## Short problem
How many lines in the records below contain the word "portal"? Reply with only the number.

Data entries
_____
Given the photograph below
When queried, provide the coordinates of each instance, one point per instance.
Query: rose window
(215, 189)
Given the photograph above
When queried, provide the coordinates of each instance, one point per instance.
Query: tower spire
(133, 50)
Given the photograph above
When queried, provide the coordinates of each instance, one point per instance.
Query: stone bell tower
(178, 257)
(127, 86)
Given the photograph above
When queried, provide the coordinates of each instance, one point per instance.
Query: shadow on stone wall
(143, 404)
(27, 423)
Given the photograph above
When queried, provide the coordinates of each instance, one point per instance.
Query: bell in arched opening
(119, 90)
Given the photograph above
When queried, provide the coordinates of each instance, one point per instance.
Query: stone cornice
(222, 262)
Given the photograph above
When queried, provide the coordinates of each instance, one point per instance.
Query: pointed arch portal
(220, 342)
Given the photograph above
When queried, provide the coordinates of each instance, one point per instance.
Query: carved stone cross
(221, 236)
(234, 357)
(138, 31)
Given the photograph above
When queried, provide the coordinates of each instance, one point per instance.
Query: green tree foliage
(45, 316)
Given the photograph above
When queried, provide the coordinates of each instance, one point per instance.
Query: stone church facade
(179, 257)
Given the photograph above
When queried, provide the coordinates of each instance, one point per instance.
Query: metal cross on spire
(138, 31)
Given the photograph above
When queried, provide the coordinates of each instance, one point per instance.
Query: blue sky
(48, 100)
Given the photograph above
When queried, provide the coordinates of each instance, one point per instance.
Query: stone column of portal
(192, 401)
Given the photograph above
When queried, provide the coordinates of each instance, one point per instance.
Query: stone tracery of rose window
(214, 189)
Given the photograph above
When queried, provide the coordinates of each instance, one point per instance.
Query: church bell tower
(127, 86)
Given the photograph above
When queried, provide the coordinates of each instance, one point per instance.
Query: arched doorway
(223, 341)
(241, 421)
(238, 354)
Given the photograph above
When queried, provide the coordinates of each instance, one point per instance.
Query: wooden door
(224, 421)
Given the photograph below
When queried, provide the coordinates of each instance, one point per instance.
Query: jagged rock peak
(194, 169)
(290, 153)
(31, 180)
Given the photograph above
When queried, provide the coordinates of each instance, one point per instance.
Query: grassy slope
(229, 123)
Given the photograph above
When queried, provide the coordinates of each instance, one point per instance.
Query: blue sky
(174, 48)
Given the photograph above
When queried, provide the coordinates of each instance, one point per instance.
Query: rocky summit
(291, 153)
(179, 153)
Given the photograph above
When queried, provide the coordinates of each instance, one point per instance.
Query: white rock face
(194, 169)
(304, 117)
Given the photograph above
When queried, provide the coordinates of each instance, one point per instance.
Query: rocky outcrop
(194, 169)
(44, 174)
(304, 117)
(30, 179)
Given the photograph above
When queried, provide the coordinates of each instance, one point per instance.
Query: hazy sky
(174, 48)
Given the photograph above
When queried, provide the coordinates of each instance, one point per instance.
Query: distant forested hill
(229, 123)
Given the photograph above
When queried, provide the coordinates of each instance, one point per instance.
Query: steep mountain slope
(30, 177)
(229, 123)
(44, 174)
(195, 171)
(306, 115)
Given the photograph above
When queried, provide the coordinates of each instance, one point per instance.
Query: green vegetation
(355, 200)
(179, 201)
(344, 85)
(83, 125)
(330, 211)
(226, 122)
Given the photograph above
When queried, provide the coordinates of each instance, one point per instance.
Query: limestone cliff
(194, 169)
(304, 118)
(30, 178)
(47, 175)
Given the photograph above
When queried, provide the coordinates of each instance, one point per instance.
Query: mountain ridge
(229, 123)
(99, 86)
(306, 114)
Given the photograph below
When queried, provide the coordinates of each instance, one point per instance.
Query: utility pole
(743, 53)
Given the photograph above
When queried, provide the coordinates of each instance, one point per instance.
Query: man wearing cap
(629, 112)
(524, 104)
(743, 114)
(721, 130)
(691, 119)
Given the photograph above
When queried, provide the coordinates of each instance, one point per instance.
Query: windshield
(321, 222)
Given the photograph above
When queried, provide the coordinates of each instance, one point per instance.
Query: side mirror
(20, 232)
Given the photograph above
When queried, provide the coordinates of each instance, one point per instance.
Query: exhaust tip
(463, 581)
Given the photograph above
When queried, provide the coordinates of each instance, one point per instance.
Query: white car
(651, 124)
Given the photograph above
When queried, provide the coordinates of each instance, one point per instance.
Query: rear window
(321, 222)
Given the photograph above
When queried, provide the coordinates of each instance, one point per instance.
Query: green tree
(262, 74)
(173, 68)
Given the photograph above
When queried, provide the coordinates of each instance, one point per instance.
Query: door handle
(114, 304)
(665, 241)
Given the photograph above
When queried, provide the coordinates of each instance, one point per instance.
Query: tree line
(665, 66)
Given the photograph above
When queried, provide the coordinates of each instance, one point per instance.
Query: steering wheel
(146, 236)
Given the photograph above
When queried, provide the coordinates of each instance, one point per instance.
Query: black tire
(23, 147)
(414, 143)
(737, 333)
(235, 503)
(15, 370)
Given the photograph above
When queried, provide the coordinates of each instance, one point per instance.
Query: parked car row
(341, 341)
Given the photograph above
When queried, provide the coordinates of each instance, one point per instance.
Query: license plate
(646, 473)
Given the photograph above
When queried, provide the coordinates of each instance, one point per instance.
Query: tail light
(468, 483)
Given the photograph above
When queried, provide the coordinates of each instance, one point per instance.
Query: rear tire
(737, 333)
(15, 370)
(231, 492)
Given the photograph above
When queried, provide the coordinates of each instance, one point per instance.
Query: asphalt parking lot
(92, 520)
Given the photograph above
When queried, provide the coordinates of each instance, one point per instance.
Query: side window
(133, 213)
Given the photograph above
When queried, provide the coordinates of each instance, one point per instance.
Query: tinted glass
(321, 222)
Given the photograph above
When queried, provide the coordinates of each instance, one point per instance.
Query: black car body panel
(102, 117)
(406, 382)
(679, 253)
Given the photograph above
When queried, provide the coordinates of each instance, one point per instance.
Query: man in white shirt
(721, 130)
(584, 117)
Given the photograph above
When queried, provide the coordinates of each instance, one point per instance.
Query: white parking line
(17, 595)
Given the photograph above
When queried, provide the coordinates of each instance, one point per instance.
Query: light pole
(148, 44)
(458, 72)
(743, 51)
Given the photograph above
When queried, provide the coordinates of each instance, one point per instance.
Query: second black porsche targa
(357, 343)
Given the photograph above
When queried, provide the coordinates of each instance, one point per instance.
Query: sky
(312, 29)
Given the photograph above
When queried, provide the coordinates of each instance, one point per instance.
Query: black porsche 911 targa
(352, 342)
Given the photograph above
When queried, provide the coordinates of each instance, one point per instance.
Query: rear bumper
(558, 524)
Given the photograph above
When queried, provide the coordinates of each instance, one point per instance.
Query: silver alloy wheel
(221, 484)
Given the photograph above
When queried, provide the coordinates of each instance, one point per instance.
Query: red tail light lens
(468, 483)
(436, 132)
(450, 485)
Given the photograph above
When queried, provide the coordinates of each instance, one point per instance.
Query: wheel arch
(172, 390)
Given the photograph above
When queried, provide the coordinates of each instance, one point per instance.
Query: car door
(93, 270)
_____
## Response for this exercise
2